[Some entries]
○ ○ ○ ○ ○ ○ ○
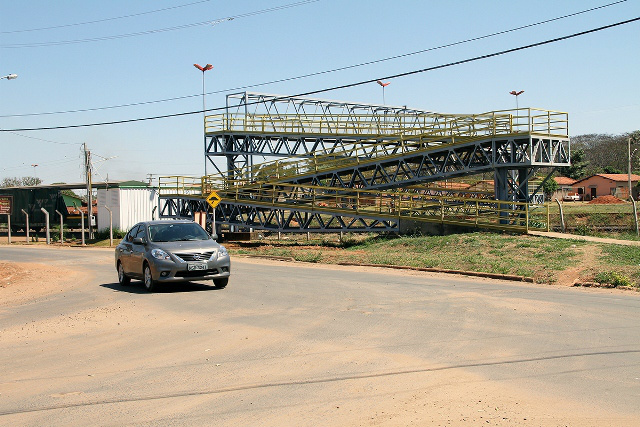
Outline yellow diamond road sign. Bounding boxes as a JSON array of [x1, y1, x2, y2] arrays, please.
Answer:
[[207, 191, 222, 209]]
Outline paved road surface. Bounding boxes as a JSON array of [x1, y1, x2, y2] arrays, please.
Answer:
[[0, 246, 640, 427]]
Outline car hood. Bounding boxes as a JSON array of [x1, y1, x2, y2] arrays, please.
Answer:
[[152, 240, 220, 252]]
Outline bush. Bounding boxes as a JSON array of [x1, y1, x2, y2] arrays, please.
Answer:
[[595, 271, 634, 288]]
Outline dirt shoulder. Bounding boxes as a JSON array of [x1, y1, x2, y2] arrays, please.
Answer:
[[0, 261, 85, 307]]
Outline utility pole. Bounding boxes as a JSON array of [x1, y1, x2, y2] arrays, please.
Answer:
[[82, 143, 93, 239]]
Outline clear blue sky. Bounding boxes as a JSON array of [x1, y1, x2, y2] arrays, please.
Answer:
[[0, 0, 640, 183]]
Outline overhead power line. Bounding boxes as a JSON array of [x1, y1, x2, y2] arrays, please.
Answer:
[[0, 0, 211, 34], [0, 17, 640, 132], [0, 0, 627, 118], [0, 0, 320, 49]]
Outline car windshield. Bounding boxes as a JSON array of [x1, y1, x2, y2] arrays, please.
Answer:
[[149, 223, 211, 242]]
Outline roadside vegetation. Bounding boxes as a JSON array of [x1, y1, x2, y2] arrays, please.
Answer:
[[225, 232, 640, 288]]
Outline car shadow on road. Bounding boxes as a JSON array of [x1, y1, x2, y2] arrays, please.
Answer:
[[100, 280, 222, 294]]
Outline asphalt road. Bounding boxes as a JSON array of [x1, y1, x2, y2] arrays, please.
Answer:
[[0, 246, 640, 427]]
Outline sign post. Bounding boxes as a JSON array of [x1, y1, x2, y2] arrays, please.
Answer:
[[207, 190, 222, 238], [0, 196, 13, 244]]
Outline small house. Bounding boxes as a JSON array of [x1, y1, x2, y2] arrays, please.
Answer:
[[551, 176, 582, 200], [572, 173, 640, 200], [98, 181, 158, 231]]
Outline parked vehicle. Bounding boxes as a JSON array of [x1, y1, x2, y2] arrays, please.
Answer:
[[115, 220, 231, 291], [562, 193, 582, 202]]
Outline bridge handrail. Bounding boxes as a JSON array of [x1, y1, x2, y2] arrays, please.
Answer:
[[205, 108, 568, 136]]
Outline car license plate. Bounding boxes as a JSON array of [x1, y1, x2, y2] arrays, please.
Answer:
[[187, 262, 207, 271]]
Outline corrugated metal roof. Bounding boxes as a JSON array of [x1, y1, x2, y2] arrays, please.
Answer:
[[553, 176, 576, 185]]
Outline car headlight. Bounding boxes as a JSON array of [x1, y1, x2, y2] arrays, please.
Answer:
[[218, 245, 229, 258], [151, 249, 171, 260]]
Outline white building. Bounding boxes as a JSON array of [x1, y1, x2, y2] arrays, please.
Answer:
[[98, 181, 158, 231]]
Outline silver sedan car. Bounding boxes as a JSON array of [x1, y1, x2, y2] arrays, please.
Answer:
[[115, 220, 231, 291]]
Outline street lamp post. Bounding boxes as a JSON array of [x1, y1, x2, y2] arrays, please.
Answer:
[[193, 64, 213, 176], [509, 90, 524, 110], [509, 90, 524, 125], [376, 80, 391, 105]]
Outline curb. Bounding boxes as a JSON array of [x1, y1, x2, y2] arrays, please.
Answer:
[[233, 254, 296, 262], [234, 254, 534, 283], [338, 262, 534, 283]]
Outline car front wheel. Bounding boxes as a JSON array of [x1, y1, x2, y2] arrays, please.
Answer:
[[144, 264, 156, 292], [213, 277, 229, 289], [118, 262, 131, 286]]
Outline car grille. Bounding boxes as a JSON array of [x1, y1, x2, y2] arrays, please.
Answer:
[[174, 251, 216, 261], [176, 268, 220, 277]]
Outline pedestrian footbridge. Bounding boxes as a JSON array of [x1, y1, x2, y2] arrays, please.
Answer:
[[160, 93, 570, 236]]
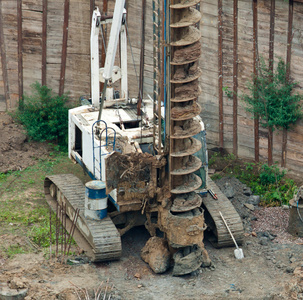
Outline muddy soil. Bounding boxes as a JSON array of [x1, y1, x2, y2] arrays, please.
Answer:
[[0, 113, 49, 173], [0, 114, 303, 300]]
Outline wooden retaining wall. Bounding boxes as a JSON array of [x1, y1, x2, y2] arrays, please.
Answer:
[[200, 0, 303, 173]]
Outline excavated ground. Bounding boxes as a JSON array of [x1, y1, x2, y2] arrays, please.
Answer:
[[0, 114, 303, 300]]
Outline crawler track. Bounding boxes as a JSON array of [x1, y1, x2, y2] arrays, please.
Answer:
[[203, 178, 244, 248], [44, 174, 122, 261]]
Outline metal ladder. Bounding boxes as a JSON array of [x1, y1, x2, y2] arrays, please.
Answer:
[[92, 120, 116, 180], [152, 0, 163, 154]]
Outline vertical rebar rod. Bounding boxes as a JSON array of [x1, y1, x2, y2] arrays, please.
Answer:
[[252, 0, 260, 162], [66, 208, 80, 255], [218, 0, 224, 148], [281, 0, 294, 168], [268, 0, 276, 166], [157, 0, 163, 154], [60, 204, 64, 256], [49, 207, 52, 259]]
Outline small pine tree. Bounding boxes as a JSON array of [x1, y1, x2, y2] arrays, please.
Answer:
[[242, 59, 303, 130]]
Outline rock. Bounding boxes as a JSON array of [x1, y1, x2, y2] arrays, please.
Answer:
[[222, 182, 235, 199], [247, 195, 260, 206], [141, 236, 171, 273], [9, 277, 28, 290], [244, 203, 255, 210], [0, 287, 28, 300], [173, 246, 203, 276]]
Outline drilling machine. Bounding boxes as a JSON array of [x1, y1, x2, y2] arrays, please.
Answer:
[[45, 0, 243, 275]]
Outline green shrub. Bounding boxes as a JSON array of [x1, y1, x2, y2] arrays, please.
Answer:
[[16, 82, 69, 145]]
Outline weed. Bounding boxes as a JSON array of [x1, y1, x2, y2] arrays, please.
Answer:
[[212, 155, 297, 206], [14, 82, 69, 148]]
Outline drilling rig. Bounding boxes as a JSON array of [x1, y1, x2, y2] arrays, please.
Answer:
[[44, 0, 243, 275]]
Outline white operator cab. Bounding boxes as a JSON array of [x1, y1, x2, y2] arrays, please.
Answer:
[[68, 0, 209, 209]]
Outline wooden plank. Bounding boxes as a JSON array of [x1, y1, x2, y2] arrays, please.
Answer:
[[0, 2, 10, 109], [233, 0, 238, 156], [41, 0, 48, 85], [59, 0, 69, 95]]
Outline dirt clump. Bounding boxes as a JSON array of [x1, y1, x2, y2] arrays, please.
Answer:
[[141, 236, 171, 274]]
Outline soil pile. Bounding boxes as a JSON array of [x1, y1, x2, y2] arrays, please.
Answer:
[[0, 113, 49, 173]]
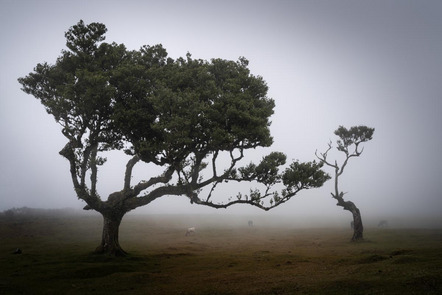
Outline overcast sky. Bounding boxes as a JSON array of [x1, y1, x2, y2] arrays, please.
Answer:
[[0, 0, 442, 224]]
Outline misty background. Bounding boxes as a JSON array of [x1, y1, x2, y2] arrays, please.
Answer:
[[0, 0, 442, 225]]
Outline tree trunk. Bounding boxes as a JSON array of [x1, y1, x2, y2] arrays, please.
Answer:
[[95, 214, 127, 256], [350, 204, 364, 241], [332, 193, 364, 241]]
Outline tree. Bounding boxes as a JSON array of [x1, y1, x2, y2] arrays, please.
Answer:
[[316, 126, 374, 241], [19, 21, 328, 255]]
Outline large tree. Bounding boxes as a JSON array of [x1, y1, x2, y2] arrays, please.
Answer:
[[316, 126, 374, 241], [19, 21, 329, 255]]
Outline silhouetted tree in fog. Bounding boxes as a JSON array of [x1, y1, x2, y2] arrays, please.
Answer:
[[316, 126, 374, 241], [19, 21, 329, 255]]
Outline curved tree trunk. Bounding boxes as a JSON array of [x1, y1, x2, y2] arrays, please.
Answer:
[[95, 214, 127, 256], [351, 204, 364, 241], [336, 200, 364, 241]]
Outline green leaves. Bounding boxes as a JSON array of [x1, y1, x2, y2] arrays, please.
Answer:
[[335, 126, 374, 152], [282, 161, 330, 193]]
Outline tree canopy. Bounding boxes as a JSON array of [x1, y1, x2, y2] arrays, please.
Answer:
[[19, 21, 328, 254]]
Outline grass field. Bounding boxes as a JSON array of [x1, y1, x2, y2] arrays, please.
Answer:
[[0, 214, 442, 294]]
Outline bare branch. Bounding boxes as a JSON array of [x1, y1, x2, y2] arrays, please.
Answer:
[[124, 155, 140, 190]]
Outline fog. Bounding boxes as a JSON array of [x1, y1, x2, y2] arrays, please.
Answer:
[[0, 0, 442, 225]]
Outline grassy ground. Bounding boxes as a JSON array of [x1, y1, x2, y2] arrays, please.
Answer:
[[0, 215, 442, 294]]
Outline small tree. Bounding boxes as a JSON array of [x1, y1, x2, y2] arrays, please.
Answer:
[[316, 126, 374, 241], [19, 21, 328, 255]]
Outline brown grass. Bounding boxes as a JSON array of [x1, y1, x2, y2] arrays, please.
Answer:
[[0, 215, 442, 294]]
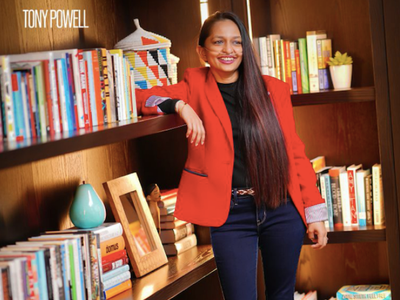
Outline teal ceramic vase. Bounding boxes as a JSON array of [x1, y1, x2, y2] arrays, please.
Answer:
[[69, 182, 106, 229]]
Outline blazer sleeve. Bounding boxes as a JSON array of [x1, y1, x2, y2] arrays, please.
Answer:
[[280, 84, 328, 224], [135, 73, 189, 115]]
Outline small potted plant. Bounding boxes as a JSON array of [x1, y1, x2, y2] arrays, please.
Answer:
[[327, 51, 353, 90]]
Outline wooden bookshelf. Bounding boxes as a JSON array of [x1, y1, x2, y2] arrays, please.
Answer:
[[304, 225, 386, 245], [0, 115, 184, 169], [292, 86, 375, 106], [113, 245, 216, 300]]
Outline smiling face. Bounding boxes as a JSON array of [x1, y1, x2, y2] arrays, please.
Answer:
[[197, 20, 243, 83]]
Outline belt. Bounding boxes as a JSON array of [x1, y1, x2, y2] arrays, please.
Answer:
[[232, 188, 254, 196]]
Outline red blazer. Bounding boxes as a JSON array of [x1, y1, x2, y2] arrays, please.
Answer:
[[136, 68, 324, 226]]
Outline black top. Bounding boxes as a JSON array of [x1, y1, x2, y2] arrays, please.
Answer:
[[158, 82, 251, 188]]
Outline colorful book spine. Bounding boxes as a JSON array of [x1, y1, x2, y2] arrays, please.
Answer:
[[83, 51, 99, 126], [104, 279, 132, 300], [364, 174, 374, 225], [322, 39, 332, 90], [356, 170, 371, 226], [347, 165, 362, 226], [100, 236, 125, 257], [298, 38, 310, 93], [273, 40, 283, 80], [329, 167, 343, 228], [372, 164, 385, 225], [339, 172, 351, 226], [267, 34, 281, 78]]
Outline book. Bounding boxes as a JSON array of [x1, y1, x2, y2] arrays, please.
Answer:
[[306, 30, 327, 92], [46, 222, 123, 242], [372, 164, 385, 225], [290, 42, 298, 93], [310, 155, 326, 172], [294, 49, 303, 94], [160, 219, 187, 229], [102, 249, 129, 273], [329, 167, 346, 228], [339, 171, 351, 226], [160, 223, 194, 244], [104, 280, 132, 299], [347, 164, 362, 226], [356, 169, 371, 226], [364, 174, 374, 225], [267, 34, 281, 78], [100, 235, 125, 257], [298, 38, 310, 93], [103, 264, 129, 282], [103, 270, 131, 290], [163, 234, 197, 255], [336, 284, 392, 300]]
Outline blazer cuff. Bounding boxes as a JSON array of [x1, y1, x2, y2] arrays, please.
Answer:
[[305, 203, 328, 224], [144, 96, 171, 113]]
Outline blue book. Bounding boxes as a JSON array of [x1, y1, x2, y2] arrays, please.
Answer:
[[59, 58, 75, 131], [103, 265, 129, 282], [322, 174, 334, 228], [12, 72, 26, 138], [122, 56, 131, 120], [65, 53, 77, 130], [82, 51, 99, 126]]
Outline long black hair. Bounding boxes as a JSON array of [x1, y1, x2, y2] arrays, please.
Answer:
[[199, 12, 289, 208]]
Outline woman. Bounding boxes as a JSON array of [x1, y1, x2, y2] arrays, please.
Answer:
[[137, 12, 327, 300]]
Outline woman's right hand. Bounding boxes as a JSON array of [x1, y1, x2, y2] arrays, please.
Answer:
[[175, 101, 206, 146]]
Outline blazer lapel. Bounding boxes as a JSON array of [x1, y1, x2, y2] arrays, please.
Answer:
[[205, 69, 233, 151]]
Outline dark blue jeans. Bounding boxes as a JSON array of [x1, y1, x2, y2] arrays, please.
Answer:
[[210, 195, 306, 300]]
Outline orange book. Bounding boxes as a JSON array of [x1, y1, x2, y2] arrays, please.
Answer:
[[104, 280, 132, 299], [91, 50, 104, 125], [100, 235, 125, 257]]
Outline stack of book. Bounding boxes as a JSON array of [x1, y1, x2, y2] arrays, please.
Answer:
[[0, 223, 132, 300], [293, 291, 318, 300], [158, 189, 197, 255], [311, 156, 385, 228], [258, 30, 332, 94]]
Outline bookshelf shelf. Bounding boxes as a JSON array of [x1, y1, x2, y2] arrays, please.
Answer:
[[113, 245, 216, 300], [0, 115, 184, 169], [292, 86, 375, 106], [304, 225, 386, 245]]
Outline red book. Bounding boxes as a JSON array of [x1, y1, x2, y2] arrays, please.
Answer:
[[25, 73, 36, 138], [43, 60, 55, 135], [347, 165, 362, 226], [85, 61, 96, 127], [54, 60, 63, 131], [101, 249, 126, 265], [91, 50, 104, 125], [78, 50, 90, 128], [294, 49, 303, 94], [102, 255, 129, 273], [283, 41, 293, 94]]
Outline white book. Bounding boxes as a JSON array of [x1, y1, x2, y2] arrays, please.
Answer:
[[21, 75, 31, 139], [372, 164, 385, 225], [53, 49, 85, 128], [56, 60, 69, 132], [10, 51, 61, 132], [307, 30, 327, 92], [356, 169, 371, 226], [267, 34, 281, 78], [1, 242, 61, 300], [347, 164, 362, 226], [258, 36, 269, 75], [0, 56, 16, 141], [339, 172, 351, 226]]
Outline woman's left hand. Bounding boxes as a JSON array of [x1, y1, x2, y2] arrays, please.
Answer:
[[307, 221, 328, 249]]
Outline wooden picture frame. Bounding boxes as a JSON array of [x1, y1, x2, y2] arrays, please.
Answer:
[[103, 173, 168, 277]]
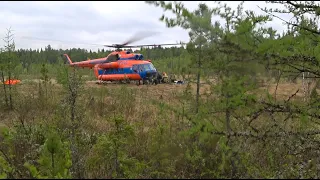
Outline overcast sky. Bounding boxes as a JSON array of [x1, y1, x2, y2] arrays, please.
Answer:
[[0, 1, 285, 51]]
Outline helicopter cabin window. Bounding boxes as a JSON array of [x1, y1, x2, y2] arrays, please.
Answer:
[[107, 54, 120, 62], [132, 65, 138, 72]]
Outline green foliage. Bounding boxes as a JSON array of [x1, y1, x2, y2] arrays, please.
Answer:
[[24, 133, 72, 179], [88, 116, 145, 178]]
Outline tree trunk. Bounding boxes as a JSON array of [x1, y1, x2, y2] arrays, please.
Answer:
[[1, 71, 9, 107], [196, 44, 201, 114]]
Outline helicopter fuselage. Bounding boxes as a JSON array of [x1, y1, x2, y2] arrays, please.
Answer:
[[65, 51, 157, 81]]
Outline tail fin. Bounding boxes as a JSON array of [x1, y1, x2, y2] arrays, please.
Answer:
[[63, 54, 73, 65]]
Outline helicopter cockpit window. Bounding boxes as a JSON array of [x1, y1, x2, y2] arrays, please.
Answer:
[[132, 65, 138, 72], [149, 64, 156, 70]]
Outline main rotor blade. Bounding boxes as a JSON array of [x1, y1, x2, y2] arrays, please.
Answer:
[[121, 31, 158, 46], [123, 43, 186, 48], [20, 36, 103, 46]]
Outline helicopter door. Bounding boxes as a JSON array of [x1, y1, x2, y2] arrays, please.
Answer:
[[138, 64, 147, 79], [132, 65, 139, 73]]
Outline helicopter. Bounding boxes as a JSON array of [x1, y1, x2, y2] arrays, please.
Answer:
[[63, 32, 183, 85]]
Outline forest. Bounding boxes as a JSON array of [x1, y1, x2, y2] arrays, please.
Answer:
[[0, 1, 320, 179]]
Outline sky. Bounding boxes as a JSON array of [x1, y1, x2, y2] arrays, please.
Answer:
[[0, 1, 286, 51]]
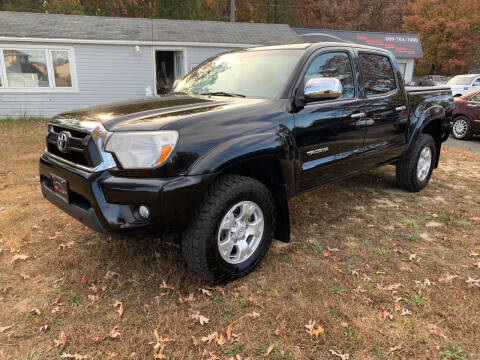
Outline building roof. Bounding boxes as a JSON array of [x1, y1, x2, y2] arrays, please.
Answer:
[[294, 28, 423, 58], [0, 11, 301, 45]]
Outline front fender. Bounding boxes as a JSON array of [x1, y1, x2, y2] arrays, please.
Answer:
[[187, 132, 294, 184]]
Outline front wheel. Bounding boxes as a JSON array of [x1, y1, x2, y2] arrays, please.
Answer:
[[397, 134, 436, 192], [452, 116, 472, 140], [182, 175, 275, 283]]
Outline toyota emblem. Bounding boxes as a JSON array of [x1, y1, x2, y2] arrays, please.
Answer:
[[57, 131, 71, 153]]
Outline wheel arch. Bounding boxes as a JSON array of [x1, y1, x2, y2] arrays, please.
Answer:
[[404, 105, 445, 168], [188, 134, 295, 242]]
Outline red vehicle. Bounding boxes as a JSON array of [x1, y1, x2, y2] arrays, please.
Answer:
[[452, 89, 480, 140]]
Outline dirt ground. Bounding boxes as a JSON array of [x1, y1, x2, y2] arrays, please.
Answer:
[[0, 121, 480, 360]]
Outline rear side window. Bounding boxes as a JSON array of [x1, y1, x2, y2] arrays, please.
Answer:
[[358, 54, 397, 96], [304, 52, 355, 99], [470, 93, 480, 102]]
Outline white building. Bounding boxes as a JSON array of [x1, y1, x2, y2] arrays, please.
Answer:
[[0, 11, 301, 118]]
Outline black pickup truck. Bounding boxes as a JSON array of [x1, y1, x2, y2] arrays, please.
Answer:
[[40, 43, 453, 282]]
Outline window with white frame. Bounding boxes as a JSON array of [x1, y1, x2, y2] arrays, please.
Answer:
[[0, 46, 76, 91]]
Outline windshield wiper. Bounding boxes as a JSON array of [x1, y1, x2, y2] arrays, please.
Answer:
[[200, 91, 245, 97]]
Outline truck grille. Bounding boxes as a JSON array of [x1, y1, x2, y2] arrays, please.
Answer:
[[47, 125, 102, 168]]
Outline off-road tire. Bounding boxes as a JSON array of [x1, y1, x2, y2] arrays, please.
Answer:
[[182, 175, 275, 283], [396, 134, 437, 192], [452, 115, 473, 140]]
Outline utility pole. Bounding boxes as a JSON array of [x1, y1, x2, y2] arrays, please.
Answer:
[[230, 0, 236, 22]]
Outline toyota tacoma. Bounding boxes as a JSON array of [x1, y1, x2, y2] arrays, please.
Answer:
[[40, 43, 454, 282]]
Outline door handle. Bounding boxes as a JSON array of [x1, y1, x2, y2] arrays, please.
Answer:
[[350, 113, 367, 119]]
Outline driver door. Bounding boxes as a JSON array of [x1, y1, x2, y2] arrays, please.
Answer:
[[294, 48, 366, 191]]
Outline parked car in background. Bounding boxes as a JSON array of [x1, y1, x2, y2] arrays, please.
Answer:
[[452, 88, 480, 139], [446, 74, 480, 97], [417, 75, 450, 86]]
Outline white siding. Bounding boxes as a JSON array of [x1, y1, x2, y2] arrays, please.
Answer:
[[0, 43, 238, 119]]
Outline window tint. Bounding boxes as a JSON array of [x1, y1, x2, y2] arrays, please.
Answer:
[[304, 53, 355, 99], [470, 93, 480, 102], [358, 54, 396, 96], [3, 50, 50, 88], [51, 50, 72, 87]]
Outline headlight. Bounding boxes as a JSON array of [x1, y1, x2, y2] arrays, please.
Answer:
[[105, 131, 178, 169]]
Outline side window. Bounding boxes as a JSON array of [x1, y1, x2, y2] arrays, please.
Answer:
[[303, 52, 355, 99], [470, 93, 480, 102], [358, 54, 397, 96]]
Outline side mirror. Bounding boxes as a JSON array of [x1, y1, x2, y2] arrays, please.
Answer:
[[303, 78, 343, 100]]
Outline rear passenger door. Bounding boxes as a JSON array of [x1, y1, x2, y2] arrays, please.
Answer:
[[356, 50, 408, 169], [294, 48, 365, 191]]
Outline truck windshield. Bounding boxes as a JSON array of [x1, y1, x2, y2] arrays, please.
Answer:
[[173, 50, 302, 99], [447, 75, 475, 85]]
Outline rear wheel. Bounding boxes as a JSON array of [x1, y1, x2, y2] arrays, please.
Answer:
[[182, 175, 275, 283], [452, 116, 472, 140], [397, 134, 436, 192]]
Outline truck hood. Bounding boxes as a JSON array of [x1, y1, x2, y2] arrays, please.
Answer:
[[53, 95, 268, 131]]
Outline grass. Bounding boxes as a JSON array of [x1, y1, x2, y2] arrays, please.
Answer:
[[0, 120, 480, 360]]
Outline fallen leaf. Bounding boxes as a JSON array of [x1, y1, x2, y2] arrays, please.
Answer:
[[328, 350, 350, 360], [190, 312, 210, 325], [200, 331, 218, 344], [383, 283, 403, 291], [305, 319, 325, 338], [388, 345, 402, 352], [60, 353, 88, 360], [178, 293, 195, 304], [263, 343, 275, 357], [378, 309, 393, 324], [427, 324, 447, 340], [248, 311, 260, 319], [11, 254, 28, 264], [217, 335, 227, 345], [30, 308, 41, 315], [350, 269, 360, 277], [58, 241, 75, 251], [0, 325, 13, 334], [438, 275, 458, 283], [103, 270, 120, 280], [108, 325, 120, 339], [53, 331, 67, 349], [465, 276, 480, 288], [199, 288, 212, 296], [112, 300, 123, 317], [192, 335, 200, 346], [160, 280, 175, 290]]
○ ○ ○ ○ ○ ○ ○
Starting at the line that contains "Outline windshield wiper." and stopping after the line that contains "[[47, 125, 102, 168]]", write those lines out again with the requests included, and shift every bounding-box coordinate in the answers by adding -56 to it.

Outline windshield wiper. Bounding boxes as a JSON array of [x1, y1, x2, y2] arrays, please.
Answer:
[[144, 35, 189, 41]]
Outline truck grille. Bounding boxes as a JSON array of [x1, y1, x2, y2] arrays, please.
Answer:
[[-9, 69, 46, 112]]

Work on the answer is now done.